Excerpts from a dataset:
-- Opening Marker --
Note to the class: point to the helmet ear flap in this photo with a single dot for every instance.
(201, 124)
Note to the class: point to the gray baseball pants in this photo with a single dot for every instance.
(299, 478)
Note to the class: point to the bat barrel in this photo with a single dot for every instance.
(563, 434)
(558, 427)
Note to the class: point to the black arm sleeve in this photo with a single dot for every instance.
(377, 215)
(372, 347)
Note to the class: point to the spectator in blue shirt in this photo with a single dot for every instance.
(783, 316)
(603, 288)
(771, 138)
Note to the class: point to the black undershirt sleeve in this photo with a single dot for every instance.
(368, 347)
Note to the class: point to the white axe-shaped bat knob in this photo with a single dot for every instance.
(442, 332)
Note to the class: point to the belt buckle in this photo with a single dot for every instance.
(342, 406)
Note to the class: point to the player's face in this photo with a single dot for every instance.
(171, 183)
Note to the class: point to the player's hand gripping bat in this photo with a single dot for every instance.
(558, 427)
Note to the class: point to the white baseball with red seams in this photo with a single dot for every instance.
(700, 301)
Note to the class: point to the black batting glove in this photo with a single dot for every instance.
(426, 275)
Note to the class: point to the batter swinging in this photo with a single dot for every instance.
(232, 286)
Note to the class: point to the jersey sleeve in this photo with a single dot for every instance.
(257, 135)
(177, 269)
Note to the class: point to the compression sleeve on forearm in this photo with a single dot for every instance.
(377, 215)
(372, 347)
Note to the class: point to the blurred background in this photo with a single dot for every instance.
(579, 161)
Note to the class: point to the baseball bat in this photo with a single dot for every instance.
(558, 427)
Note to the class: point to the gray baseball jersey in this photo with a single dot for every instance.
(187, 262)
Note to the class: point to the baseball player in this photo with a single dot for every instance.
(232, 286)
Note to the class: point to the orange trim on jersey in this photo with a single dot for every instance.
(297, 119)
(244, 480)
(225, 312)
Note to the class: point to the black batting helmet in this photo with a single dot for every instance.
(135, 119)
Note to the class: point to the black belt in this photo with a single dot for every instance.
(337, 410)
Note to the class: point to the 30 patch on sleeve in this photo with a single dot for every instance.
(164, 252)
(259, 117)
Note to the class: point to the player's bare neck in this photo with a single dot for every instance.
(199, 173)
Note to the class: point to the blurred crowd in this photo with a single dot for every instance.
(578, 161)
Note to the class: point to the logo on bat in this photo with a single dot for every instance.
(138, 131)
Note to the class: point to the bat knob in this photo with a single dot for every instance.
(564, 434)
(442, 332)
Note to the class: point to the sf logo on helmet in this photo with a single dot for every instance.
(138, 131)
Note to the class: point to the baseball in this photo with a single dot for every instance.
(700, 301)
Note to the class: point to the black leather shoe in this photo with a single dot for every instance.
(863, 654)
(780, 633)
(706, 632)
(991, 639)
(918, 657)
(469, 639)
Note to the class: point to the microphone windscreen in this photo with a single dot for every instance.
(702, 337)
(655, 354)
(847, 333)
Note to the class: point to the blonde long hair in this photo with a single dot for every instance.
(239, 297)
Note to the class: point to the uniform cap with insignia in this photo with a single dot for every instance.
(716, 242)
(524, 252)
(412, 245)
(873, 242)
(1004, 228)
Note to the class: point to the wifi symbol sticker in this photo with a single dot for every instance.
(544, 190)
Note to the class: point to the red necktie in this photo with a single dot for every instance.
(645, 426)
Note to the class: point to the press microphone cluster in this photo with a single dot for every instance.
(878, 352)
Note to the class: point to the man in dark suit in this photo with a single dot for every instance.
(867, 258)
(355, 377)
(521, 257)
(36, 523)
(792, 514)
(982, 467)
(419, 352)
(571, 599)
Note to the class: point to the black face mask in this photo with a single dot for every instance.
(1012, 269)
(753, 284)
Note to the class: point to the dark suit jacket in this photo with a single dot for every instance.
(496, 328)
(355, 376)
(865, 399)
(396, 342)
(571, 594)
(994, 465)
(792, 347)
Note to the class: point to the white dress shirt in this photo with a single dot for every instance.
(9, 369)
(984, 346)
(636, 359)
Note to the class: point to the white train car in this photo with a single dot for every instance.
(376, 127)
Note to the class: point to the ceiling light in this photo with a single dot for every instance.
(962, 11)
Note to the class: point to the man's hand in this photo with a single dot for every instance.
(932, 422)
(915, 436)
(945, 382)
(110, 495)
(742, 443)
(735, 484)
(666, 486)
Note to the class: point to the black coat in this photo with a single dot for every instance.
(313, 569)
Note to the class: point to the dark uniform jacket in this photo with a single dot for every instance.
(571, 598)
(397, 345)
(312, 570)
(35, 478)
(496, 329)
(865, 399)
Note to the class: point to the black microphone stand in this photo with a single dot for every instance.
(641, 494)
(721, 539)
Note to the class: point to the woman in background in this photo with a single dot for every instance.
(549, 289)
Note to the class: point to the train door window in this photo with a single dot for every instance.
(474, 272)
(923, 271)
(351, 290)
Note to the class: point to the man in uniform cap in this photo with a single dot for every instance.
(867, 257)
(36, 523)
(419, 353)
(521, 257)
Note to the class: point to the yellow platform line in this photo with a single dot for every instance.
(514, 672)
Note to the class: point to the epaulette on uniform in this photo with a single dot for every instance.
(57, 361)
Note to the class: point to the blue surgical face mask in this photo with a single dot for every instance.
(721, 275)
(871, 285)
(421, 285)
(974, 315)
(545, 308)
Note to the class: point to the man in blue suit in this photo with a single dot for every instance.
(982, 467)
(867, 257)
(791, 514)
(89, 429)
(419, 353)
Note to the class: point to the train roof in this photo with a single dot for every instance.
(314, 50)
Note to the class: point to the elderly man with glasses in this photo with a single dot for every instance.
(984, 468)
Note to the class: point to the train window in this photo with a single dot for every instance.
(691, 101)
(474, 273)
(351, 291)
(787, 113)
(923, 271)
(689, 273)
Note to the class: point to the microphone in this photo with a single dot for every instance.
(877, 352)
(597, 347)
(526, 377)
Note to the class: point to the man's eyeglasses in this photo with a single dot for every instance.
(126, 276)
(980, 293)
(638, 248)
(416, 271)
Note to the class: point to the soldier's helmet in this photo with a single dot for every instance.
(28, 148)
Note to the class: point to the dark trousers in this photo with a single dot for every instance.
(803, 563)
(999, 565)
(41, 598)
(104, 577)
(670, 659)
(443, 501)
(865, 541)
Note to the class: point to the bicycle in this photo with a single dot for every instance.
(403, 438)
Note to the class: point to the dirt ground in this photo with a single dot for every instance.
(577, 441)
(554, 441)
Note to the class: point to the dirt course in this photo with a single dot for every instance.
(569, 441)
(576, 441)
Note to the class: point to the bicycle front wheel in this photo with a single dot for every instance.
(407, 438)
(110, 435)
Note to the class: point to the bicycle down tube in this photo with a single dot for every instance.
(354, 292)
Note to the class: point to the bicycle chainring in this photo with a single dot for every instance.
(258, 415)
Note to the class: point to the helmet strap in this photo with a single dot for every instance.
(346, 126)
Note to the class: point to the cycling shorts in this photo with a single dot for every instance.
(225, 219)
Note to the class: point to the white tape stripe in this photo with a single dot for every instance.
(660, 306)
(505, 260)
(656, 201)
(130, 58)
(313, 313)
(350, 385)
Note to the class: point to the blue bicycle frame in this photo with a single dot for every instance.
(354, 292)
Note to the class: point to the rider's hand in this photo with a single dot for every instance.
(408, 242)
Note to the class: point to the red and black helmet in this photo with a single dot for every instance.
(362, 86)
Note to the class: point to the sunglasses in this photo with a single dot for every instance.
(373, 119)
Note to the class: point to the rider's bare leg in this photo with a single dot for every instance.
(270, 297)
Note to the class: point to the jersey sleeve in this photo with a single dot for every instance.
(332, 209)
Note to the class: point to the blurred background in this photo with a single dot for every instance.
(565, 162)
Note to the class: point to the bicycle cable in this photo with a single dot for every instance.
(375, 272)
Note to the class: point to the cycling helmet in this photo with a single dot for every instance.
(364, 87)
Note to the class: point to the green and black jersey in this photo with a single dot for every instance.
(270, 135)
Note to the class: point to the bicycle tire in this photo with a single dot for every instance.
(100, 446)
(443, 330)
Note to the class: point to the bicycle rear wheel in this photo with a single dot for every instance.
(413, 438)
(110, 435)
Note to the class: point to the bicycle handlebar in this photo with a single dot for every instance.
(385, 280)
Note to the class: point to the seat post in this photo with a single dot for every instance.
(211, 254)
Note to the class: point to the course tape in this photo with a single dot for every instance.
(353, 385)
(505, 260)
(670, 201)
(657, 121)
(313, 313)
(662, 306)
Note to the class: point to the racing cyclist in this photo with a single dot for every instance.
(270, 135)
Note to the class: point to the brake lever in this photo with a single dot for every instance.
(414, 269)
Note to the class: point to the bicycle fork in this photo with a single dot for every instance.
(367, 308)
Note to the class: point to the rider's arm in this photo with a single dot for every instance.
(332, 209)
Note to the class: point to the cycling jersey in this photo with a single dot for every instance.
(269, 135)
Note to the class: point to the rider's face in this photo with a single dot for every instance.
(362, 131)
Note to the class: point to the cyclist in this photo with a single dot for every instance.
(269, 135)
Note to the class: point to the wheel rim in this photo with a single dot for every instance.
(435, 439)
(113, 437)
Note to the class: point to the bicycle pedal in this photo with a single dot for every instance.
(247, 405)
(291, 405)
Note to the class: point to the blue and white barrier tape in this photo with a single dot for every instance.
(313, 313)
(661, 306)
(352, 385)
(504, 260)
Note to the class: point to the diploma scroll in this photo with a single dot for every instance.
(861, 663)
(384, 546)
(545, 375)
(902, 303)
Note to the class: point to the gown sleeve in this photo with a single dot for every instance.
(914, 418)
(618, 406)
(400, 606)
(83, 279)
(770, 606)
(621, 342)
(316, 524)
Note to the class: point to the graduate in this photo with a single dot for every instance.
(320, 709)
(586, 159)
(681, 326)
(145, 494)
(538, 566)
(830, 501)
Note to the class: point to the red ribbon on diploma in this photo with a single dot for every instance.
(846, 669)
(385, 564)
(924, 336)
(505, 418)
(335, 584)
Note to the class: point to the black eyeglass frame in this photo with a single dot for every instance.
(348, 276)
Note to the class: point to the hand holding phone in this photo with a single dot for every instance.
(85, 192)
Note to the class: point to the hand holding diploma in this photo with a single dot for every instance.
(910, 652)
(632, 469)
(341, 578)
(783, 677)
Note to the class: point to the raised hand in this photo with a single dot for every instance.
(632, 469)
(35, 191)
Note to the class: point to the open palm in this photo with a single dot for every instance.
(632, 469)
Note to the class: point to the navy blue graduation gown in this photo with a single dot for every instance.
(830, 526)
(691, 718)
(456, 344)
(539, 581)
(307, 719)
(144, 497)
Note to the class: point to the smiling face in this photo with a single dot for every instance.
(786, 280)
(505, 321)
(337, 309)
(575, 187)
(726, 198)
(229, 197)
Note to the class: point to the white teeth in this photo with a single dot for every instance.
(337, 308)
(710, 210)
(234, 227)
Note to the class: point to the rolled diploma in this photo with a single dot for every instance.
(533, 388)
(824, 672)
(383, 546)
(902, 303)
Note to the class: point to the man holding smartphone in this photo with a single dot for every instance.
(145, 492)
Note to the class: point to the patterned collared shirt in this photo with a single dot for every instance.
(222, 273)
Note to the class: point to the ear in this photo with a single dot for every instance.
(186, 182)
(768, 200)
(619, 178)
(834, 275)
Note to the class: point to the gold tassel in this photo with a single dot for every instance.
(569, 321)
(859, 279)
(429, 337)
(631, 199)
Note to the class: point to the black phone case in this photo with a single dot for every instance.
-- Closing Marker --
▶ [Directions for this task]
Only the lines from the one containing "Note to the class: point to the gold" through the last line of the records should appear, each written out exactly.

▶ [Problem solution]
Note to the class: point to the gold tassel in this photo with a single dot for every instance.
(569, 321)
(859, 279)
(429, 337)
(631, 199)
Note to the class: point to the black phone case in this photo with a single dot for every instance.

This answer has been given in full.